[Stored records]
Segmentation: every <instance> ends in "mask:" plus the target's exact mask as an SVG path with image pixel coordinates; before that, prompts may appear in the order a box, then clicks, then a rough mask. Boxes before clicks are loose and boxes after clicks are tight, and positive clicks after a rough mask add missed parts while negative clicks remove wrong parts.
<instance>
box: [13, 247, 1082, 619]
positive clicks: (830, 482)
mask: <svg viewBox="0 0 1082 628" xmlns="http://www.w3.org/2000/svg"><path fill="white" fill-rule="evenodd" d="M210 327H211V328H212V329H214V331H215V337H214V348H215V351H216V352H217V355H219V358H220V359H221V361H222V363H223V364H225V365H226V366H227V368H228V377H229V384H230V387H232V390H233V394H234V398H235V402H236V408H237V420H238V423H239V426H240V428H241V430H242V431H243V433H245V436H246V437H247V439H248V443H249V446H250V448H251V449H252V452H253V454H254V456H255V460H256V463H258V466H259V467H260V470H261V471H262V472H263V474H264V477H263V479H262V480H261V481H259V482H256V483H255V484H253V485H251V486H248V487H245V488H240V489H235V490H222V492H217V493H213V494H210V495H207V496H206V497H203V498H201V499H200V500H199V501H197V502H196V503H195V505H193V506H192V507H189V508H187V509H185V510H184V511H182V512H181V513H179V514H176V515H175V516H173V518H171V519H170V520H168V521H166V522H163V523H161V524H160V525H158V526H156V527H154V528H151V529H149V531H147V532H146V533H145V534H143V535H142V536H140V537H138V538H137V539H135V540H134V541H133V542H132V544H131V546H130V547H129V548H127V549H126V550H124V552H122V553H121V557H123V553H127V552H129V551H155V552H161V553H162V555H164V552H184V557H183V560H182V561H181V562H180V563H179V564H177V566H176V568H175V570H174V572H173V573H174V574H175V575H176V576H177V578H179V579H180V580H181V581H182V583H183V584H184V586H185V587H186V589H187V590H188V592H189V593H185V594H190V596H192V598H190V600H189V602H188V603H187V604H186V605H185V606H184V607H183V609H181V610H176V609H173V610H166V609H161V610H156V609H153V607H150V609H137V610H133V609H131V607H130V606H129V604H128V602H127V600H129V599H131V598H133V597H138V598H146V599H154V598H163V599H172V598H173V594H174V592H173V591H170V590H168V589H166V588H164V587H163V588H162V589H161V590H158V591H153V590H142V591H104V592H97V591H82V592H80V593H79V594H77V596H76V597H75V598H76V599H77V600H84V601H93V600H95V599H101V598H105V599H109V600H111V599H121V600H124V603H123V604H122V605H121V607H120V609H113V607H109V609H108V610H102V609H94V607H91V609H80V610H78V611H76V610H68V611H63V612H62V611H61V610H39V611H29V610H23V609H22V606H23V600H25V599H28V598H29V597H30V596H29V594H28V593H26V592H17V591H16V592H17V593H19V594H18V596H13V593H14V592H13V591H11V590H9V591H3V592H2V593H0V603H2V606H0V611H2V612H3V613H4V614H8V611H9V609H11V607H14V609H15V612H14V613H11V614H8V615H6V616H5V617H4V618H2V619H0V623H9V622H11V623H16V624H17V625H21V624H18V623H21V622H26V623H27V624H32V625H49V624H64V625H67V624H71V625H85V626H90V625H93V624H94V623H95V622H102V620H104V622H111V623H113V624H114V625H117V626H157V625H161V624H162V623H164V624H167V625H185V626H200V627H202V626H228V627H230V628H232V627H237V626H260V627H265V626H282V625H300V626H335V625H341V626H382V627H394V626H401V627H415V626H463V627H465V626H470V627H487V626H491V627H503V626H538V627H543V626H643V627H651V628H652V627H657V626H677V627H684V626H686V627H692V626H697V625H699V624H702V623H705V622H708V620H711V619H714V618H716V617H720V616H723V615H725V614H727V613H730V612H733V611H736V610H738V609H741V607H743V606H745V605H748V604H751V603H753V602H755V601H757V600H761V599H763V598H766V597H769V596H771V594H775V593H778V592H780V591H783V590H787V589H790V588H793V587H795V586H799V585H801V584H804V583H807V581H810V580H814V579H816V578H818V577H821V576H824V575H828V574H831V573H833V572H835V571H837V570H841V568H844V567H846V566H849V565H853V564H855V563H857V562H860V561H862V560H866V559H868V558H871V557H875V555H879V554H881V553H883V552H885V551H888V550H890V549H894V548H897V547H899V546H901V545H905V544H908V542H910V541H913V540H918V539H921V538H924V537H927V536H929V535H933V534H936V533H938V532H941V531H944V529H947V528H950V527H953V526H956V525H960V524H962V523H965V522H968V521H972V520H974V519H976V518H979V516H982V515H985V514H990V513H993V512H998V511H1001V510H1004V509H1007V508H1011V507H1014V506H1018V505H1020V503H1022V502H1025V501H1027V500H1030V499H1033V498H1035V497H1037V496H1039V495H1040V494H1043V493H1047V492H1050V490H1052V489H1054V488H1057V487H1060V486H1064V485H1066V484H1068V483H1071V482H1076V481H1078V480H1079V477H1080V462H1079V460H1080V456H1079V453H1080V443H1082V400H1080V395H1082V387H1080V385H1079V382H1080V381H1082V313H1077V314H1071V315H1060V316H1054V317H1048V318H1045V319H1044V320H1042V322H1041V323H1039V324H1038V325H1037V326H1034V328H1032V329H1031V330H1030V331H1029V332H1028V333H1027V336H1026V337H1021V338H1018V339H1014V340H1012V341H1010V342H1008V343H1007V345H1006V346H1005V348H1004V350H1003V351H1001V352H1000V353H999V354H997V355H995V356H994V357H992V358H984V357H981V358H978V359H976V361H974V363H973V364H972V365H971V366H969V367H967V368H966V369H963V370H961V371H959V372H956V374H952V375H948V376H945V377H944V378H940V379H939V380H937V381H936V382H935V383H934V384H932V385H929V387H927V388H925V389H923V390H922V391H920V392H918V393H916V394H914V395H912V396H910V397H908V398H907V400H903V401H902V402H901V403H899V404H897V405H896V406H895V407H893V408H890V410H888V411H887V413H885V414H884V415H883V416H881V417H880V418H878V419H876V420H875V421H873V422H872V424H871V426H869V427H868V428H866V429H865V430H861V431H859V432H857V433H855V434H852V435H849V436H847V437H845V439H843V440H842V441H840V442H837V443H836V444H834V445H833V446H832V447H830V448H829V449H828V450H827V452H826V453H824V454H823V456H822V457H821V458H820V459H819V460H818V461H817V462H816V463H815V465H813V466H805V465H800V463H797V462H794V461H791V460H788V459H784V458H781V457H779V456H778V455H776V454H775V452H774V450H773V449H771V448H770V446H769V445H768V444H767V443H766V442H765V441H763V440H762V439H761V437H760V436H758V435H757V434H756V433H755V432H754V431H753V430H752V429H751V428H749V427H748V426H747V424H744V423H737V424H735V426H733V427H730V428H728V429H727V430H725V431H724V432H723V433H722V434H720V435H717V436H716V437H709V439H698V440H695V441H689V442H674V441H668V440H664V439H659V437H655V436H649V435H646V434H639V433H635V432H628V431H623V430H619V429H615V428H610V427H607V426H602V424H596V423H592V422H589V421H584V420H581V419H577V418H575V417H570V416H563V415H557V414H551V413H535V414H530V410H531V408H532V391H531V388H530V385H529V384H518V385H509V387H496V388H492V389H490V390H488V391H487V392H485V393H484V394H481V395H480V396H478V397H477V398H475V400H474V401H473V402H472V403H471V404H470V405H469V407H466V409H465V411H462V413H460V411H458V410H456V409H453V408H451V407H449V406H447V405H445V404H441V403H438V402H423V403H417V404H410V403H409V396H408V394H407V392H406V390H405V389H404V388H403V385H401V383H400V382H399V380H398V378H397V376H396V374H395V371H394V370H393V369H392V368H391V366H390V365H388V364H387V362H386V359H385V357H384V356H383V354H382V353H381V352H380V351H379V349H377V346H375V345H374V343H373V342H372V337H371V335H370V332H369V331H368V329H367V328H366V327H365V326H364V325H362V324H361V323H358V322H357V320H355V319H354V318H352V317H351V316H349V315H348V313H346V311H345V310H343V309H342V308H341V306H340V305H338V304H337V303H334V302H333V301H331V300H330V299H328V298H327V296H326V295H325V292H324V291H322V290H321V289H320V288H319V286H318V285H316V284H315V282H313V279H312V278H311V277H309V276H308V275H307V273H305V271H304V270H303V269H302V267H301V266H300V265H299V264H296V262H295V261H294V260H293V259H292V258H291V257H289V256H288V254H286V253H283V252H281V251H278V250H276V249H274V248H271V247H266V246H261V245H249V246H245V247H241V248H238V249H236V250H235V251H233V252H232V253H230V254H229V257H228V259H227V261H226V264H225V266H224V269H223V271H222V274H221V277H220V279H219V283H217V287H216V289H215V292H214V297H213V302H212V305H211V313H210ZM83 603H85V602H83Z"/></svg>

> **YOUR GOAL**
Copy the material above word for word, starting at its first line and ending at the line that contains "positive clicks: (830, 482)", with both of those lines included.

> **WRITTEN RESPONSE**
Segmentation: every <instance> ends in "mask:" plus the target's exact mask as an SVG path with image pixel coordinates; before that, prompts may appear in the order a box, then clicks, then a rough mask. Boxes before clicks are loose and boxes after clicks are tight, and positive clicks after a rough mask add missed parts while negative clicks remove wrong parts.
<instance>
box: [13, 247, 1082, 619]
positive clicks: (830, 482)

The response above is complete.